* _DIRECTIVE A_:
Pull out every line of the records below that contains the string "wooden", treating uppercase and lowercase as distinct.

* _DOCUMENT SECTION_:
::::::::

Much of the pressure for the stimulus came from the LDP’s coalition partner, New Komeito, a Buddhist-linked party. It has had little influence in government affairs, but with the LDP in disarray it is making its presence felt. Many New Komeito members are pacifists, and it pressed the government to shorten the coming Diet session, meaning it would not have time to use its supermajority to renew the Indian Ocean mission. More than anything, this may have tipped Mr Fukuda into resigning.
The man who negotiated with New Komeito over the truncation of the Diet session and, unwittingly or not, thus helped undermine Mr Fukuda, was Taro Aso, the LDP’s secretary-general. After a strong showing behind Mr Fukuda in the last leadership election, he is now the clear favourite to take over as party president and prime minister after the LDP votes on September 22nd. Mr Aso, a 67-year-old Catholic, is from a prosperous right-wing family. He was foreign minister under both Mr Koizumi and Mr Abe. A hawk who wants Japan to play a much more robust role abroad, Mr Aso is also an original compared with more ideological conservatives. For instance, he advocates taking the sting out of the militarist Yasukuni shrine, which bedevils Japan’s relations with its neighbours, by moving worship of Japan’s war dead to somewhere less contentious.
Asonomics
On domestic matters, he favours a stimulus package, but opposes a return to the LDP’s big-spending ways. Other than that, he seems rather unsure of his own core economic convictions. That is a potential weakness. Another is a reckless tendency for loose talk. For now, that may matter less than that Mr Aso is congenial, popular with the LDP’s grassroots and the public. An unabashed fan of manga comics, the shares of whose publishers soared this week, he loves to press the flesh. Above all, he lacks the morose frown and sagging chops of both Mr Fukuda and Mr Abe.
Mr Aso will face a challenge from Yuriko Koike, a former defence minister, who will try to rally disaffected Koizumi followers behind her. But winning the party’s nomination will be the easy part. Yukio Hatoyama, the DPJ’s secretary-general, promises “all-out war”, expecting to bring down the government by year-end. He says the DPJ will oppose the stimulus package, which he describes as “half-baked”, favouring the LDP’s traditional interests over the elderly and the weak. By opposing the Indian Ocean operation, Mr Hatoyama says the DPJ can help split the ruling coalition. He mentions coyly that New Komeito has recently been eager to talk to the DPJ.

::::::::

* _DATA LINES_:

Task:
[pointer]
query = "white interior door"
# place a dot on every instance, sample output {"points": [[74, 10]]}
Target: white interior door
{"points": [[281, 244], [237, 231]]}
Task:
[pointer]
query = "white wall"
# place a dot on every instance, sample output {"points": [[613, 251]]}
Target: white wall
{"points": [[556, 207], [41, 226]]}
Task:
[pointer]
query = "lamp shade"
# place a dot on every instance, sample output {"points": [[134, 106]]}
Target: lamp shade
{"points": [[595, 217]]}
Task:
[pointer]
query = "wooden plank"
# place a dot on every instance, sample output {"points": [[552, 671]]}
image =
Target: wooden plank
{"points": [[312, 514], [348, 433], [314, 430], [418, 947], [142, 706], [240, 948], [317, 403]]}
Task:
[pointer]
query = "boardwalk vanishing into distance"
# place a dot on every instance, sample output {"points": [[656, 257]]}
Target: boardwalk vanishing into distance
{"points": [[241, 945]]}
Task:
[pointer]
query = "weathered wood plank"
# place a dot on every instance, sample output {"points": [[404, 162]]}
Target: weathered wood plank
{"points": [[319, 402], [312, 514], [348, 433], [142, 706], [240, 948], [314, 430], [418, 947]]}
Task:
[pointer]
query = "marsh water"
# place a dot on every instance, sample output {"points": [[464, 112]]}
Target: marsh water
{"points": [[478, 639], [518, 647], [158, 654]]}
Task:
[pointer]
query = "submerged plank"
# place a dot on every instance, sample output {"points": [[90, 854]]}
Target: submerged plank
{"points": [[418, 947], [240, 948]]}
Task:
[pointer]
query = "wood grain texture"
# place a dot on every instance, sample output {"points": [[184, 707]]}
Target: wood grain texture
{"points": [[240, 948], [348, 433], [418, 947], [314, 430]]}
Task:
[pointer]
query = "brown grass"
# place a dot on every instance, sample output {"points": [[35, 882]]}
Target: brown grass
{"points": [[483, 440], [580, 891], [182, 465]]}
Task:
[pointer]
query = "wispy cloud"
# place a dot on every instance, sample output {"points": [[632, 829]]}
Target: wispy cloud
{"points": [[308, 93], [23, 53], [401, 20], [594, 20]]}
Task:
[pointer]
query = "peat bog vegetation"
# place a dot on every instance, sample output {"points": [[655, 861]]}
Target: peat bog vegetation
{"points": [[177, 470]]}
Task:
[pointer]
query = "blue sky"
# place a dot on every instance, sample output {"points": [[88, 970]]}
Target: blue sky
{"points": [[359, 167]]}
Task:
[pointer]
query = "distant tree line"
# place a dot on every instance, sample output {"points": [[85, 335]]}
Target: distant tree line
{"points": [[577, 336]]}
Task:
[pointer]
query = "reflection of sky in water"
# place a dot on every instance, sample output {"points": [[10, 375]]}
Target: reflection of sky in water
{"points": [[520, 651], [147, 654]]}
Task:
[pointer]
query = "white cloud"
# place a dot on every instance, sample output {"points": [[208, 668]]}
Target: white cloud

::::::::

* _DIRECTIVE B_:
Duplicate the full passage on the Liberal Democratic Party (LDP) leadership and Taro Aso above, word for word.

* _CORRECT ANSWER A_:
query = "wooden plank"
Target: wooden plank

* _CORRECT ANSWER B_:
Much of the pressure for the stimulus came from the LDP’s coalition partner, New Komeito, a Buddhist-linked party. It has had little influence in government affairs, but with the LDP in disarray it is making its presence felt. Many New Komeito members are pacifists, and it pressed the government to shorten the coming Diet session, meaning it would not have time to use its supermajority to renew the Indian Ocean mission. More than anything, this may have tipped Mr Fukuda into resigning.
The man who negotiated with New Komeito over the truncation of the Diet session and, unwittingly or not, thus helped undermine Mr Fukuda, was Taro Aso, the LDP’s secretary-general. After a strong showing behind Mr Fukuda in the last leadership election, he is now the clear favourite to take over as party president and prime minister after the LDP votes on September 22nd. Mr Aso, a 67-year-old Catholic, is from a prosperous right-wing family. He was foreign minister under both Mr Koizumi and Mr Abe. A hawk who wants Japan to play a much more robust role abroad, Mr Aso is also an original compared with more ideological conservatives. For instance, he advocates taking the sting out of the militarist Yasukuni shrine, which bedevils Japan’s relations with its neighbours, by moving worship of Japan’s war dead to somewhere less contentious.
Asonomics
On domestic matters, he favours a stimulus package, but opposes a return to the LDP’s big-spending ways. Other than that, he seems rather unsure of his own core economic convictions. That is a potential weakness. Another is a reckless tendency for loose talk. For now, that may matter less than that Mr Aso is congenial, popular with the LDP’s grassroots and the public. An unabashed fan of manga comics, the shares of whose publishers soared this week, he loves to press the flesh. Above all, he lacks the morose frown and sagging chops of both Mr Fukuda and Mr Abe.
Mr Aso will face a challenge from Yuriko Koike, a former defence minister, who will try to rally disaffected Koizumi followers behind her. But winning the party’s nomination will be the easy part. Yukio Hatoyama, the DPJ’s secretary-general, promises “all-out war”, expecting to bring down the government by year-end. He says the DPJ will oppose the stimulus package, which he describes as “half-baked”, favouring the LDP’s traditional interests over the elderly and the weak. By opposing the Indian Ocean operation, Mr Hatoyama says the DPJ can help split the ruling coalition. He mentions coyly that New Komeito has recently been eager to talk to the DPJ.